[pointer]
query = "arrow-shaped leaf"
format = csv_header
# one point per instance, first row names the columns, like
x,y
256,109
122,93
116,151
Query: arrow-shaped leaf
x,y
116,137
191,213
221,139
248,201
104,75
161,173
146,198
◆ ◆ ◆ ◆ ◆
- _Work instructions_: Repeat the entries exactly, all of them.

- _Result of this exercise_:
[pointer]
query = "arrow-shaped leaf"
format = csv_header
# one point per instance, first row names the columns, like
x,y
256,109
122,93
116,151
Query: arrow-shaped leaf
x,y
116,137
191,213
221,139
248,201
104,75
161,173
146,198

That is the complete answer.